- DATASET:
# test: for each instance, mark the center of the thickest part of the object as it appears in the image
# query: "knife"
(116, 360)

* * *

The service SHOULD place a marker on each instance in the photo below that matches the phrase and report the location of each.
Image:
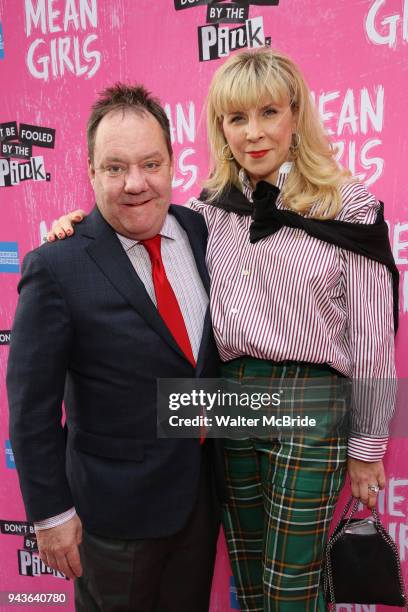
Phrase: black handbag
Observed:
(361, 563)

---

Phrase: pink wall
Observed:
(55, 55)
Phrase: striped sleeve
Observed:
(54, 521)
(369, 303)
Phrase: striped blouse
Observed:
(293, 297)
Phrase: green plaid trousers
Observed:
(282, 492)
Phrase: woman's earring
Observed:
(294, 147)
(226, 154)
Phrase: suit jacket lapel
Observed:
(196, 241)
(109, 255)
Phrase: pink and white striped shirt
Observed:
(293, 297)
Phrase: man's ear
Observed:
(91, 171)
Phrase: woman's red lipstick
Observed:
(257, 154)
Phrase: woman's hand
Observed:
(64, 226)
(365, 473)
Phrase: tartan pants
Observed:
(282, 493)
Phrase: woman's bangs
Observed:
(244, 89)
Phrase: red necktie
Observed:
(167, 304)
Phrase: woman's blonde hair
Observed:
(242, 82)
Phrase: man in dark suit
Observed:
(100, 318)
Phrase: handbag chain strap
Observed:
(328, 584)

- DESCRIPTION OF THE TASK:
Tally the lines of the records above that contain the word "pink". Give only the total.

- SOLUTION FOR THIS PROBLEM:
2